REQUEST - Rewrite every line of the records below as a Markdown table with the columns "Row" and "Line," skipping blank lines. Leave the pictures out.

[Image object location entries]
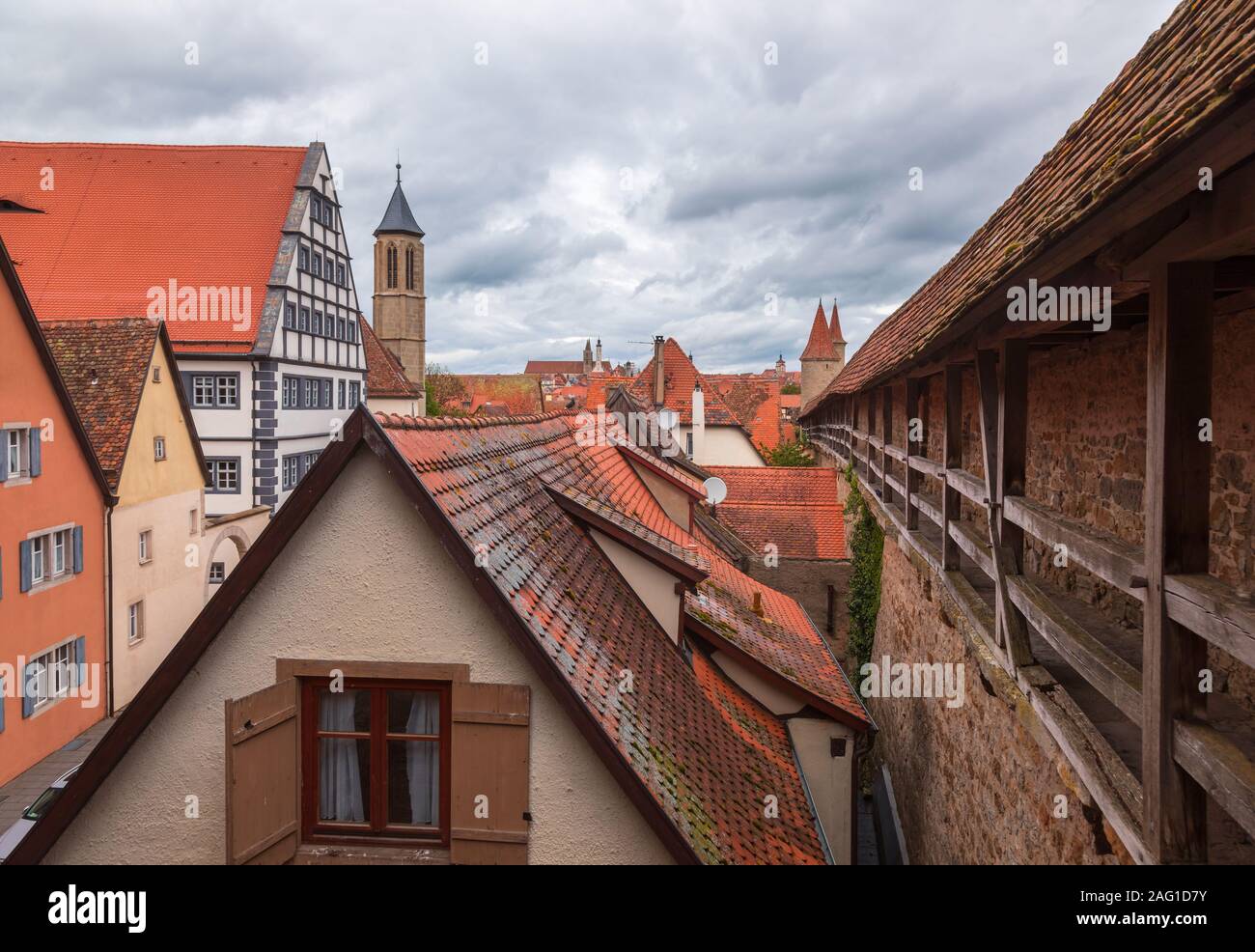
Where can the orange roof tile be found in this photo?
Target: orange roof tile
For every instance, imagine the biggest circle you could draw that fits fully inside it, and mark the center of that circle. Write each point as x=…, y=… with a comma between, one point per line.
x=385, y=377
x=124, y=218
x=756, y=402
x=702, y=747
x=104, y=364
x=679, y=377
x=794, y=508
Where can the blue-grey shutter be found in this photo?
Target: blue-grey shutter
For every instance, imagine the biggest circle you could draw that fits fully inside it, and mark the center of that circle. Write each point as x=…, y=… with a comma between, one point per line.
x=80, y=657
x=28, y=698
x=78, y=549
x=24, y=559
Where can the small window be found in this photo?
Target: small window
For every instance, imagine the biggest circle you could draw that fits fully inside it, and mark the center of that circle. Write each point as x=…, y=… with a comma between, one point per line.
x=16, y=454
x=225, y=475
x=136, y=623
x=376, y=758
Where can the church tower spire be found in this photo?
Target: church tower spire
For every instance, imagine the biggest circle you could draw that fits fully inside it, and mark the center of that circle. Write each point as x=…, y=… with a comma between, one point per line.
x=400, y=295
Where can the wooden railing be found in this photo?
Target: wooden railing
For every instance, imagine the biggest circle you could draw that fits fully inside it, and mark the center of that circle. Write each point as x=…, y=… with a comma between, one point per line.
x=1197, y=602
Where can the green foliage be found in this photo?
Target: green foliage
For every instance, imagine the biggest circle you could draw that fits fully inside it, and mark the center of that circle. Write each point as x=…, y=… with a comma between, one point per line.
x=866, y=550
x=789, y=455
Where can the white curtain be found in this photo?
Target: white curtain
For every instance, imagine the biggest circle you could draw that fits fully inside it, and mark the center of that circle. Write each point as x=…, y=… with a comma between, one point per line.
x=422, y=759
x=339, y=773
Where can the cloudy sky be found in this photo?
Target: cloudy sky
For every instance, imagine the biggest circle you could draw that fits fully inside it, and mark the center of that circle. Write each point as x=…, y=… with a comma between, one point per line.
x=613, y=170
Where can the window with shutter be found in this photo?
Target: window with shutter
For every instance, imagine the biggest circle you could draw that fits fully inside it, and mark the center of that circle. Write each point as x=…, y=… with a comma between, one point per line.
x=263, y=748
x=490, y=751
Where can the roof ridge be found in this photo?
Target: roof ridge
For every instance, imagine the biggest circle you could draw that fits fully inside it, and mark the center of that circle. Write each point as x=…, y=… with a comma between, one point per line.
x=400, y=421
x=154, y=145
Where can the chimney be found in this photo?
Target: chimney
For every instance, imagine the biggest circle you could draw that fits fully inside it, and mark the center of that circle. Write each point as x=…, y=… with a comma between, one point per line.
x=659, y=373
x=698, y=424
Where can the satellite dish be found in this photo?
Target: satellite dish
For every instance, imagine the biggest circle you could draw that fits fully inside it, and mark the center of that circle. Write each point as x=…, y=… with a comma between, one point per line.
x=716, y=490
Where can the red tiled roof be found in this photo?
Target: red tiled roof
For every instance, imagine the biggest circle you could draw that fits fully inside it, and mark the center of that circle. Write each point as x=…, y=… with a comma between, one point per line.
x=795, y=508
x=819, y=347
x=756, y=402
x=1184, y=79
x=572, y=367
x=679, y=377
x=125, y=218
x=104, y=364
x=385, y=377
x=835, y=326
x=707, y=752
x=510, y=393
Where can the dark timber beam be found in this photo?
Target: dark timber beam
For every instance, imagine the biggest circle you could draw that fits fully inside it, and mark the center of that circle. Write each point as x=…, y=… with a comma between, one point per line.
x=952, y=456
x=886, y=405
x=1012, y=630
x=912, y=449
x=1178, y=497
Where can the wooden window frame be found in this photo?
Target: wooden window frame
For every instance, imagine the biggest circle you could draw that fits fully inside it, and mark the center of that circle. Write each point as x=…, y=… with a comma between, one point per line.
x=380, y=831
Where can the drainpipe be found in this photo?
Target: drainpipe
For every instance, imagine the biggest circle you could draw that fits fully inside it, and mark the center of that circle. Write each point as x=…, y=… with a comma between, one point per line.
x=698, y=424
x=108, y=610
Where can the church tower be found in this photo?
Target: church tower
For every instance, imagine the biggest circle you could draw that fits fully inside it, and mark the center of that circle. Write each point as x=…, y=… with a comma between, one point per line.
x=820, y=359
x=400, y=297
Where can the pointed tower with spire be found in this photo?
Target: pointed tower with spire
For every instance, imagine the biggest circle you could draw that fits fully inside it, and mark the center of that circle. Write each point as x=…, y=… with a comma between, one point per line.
x=820, y=360
x=839, y=342
x=400, y=297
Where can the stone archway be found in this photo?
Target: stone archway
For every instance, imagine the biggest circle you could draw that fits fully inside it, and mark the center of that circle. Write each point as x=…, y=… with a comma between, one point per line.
x=229, y=554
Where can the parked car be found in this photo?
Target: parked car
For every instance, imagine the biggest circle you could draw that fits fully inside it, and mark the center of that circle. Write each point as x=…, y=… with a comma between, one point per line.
x=13, y=835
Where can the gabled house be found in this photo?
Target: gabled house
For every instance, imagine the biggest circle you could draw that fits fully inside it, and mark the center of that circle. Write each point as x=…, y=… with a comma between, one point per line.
x=528, y=656
x=706, y=426
x=124, y=378
x=388, y=388
x=241, y=251
x=53, y=520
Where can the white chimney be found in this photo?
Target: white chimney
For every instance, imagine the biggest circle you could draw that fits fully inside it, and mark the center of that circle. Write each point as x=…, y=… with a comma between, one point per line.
x=698, y=424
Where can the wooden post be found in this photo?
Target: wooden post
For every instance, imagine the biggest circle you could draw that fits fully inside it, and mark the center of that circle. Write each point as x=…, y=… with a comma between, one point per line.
x=1012, y=631
x=886, y=407
x=1178, y=499
x=912, y=449
x=1012, y=438
x=952, y=455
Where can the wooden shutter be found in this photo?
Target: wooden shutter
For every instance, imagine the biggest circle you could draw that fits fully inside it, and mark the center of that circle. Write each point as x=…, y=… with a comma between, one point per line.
x=78, y=549
x=489, y=754
x=262, y=773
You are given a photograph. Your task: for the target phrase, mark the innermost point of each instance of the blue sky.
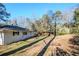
(35, 9)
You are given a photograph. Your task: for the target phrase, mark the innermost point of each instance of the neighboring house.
(9, 34)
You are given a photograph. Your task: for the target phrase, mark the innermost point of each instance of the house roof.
(11, 27)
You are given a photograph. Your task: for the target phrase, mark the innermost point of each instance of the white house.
(9, 34)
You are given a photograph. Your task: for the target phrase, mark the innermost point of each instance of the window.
(15, 33)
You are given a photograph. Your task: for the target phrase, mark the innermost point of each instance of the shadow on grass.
(75, 45)
(20, 48)
(45, 48)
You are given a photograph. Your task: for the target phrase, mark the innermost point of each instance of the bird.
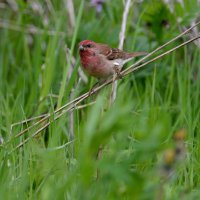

RIGHT ANSWER -
| Row | Line |
|---|---|
| 1 | Where can the orange roof tile be found in this photo? |
| 2 | Target: orange roof tile |
| 3 | For every instance, imagine the biggest circle you could draw that fits fully inside it, and mark the center of that circle. Write each point as x=…, y=… with a comma between, one point per line. |
| 4 | x=385, y=377 |
| 5 | x=124, y=218 |
| 6 | x=756, y=402 |
| 7 | x=702, y=747 |
| 8 | x=104, y=364 |
| 9 | x=679, y=377 |
| 10 | x=794, y=508 |
| 11 | Where can the blue-grey shutter be found in this photo? |
| 12 | Target: blue-grey shutter |
| 13 | For every instance, imagine the biggest circle you could draw that fits fully inside it, and mark the center of that circle. Write each point as x=…, y=… with a comma between, one point per line. |
| 14 | x=80, y=657 |
| 15 | x=28, y=698 |
| 16 | x=78, y=549 |
| 17 | x=24, y=559 |
| 18 | Where can the small window be found in this photo? |
| 19 | Target: small window |
| 20 | For every instance, imagine the biggest circle you could draw that fits fully inside it, and mark the center of that circle. Write each point as x=…, y=… with a comma between, one point per line. |
| 21 | x=16, y=454 |
| 22 | x=225, y=475 |
| 23 | x=136, y=623 |
| 24 | x=376, y=758 |
| 25 | Where can the church tower spire be found in this photo? |
| 26 | Target: church tower spire |
| 27 | For every instance, imagine the biggest circle you could draw that fits fully inside it, and mark the center of that circle. Write each point as x=…, y=… with a comma between, one point per line. |
| 28 | x=400, y=295 |
| 29 | Where can the wooden railing be found in this photo? |
| 30 | Target: wooden railing |
| 31 | For every instance, imagine the biggest circle you could draw that fits fully inside it, and mark the center of that circle. Write each point as x=…, y=… with a comma between, one point per line. |
| 32 | x=1197, y=602 |
| 33 | Where can the green foliage be found in this photo? |
| 34 | Target: green foliage |
| 35 | For every instance, imagine the biggest circle you could draw that fits fully inside it, and mark the center of that circle. Write each point as x=…, y=… with a comma between, one point per line. |
| 36 | x=866, y=550 |
| 37 | x=789, y=455 |
| 38 | Where can the white curtain be found in this photo? |
| 39 | Target: white curtain |
| 40 | For every instance, imagine the biggest circle you could draw that fits fully inside it, and mark the center of that circle. Write each point as x=…, y=… with a comma between, one point per line. |
| 41 | x=422, y=759 |
| 42 | x=339, y=773 |
| 43 | Where can the cloudy sky be found in this photo? |
| 44 | Target: cloudy sky |
| 45 | For every instance, imagine the biggest circle you could draw that fits fully inside it, and mark the center of that circle. Write each point as x=…, y=… with a comma between, one point per line. |
| 46 | x=613, y=170 |
| 47 | Where can the window with shutter be found in this photo? |
| 48 | Target: window with shutter |
| 49 | For every instance, imagine the biggest circle you could draw that fits fully inside it, and mark the center of that circle. Write each point as x=…, y=… with a comma between, one point per line. |
| 50 | x=263, y=748 |
| 51 | x=490, y=751 |
| 52 | Where can the roof ridge be found in this photo? |
| 53 | Target: roof ridge |
| 54 | For every instance, imagine the biggest circle you could draw that fits fully inside it, and mark the center of that circle. Write each point as x=…, y=… with a comma between, one point per line. |
| 55 | x=400, y=421 |
| 56 | x=154, y=145 |
| 57 | Where can the chimney be found in this photo? |
| 58 | Target: chimney |
| 59 | For every instance, imagine the biggest circle you could draw that fits fully inside it, and mark the center of that circle. Write each point as x=…, y=… with a comma between, one point per line. |
| 60 | x=659, y=373 |
| 61 | x=698, y=424 |
| 62 | Where can the satellite dish be found in this photo? |
| 63 | Target: satellite dish |
| 64 | For every instance, imagine the biggest circle you could draw that fits fully inside it, and mark the center of that circle. Write each point as x=…, y=… with a comma between, one point per line. |
| 65 | x=716, y=490 |
| 66 | Where can the red tiled roof be found in this photo? |
| 67 | Target: red tiled roof |
| 68 | For every instance, imagine the biggest circle you could draw that fits fully inside it, and mark the center of that circle. Write each point as x=…, y=… with a comma between, one point per line. |
| 69 | x=795, y=508 |
| 70 | x=819, y=347 |
| 71 | x=756, y=402 |
| 72 | x=1184, y=79 |
| 73 | x=572, y=367 |
| 74 | x=679, y=377 |
| 75 | x=125, y=218 |
| 76 | x=104, y=364 |
| 77 | x=385, y=377 |
| 78 | x=835, y=326 |
| 79 | x=707, y=752 |
| 80 | x=510, y=393 |
| 81 | Where can the dark timber beam be found in this photo? |
| 82 | Target: dark timber beam |
| 83 | For every instance, imagine the biggest circle you could draw that fits fully inside it, and mark the center of that circle. Write each point as x=…, y=… with a comma between, one point per line. |
| 84 | x=952, y=456 |
| 85 | x=886, y=405 |
| 86 | x=1012, y=630 |
| 87 | x=912, y=449 |
| 88 | x=1178, y=497 |
| 89 | Where can the wooden window frame be found in this photo? |
| 90 | Target: wooden window frame |
| 91 | For every instance, imagine the biggest circle you could draw that fits fully inside it, and mark the center of that circle. Write each point as x=…, y=… with a comma between, one point per line. |
| 92 | x=380, y=831 |
| 93 | Where can the drainpipe be found in this photo? |
| 94 | Target: drainpipe |
| 95 | For every instance, imagine the biggest circle you could draw that fits fully inside it, and mark the center of that circle. Write each point as x=…, y=… with a comma between, one point per line. |
| 96 | x=698, y=424 |
| 97 | x=108, y=610 |
| 98 | Where can the church tower be found in this photo? |
| 99 | Target: church tower |
| 100 | For every instance, imagine the biggest circle you could draw that fits fully inside it, and mark the center of that circle. Write each point as x=…, y=… with a comma between, one point per line. |
| 101 | x=820, y=359 |
| 102 | x=400, y=297 |
| 103 | Where can the pointed tower with spire be found in this photo? |
| 104 | Target: pointed tower with spire |
| 105 | For every instance, imagine the biggest circle you could draw that fits fully inside it, and mark the center of that circle. Write each point as x=…, y=… with a comma between, one point per line. |
| 106 | x=820, y=360 |
| 107 | x=839, y=342 |
| 108 | x=400, y=297 |
| 109 | Where can the stone archway be found in this photo? |
| 110 | Target: stone archway |
| 111 | For every instance, imagine the biggest circle you could draw that fits fully inside it, and mark the center of that circle. Write each point as x=…, y=… with a comma between, one point per line. |
| 112 | x=229, y=554 |
| 113 | Where can the parked car be found in this photo? |
| 114 | Target: parked car |
| 115 | For every instance, imagine the biggest circle you could draw that fits fully inside it, and mark the center of that circle. Write each point as x=…, y=… with a comma between, one point per line. |
| 116 | x=13, y=835 |
| 117 | Where can the gabled house be found in this photo? |
| 118 | Target: gabled house |
| 119 | For every instance, imagine the biggest circle you could draw that fits fully inside it, and mark the center of that circle. Write each point as x=…, y=… with a comma between, one point per line. |
| 120 | x=528, y=656 |
| 121 | x=706, y=426 |
| 122 | x=124, y=378 |
| 123 | x=388, y=388 |
| 124 | x=241, y=251 |
| 125 | x=53, y=520 |
| 126 | Where can the white chimney be found in this photo? |
| 127 | Target: white chimney |
| 128 | For every instance, imagine the biggest circle you could draw that fits fully inside it, and mark the center of that circle. Write each point as x=…, y=… with a comma between, one point per line. |
| 129 | x=698, y=424 |
| 130 | Where can the wooden post be found in this photo? |
| 131 | Target: wooden post |
| 132 | For every instance, imagine the biggest circle you could draw that fits fully inside it, and mark the center of that circle. Write each point as x=…, y=… with a comma between, one point per line. |
| 133 | x=1012, y=631 |
| 134 | x=886, y=407 |
| 135 | x=1178, y=499 |
| 136 | x=912, y=449 |
| 137 | x=1012, y=438 |
| 138 | x=952, y=455 |
| 139 | Where can the wooden shutter be found in this photo? |
| 140 | Target: wooden shutter |
| 141 | For every instance, imagine the biggest circle you could draw that fits fully inside it, and mark the center of that circle. Write each point as x=…, y=… with a comma between, one point per line. |
| 142 | x=78, y=549 |
| 143 | x=489, y=754 |
| 144 | x=262, y=773 |
| 145 | You are given a photograph. Your task: for the target phrase, mark the innermost point of each instance of the blue sky. |
| 146 | (35, 9) |
| 147 | You are given a photograph. Your task: for the target phrase, mark the innermost point of each instance of the neighboring house. |
| 148 | (9, 34) |
| 149 | You are given a photograph. Your task: for the target phrase, mark the innermost point of each instance of the house roof. |
| 150 | (11, 27) |
| 151 | You are given a photograph. Your task: for the target phrase, mark the innermost point of each instance of the white house. |
| 152 | (9, 34) |
| 153 | You are given a photograph. Your task: for the target phrase, mark the innermost point of each instance of the window. |
| 154 | (15, 33) |
| 155 | You are given a photograph. Your task: for the target phrase, mark the innermost point of each instance of the shadow on grass. |
| 156 | (75, 45) |
| 157 | (20, 48) |
| 158 | (45, 48) |
| 159 | You are given a photograph. Your task: for the target phrase, mark the innermost point of each instance of the bird. |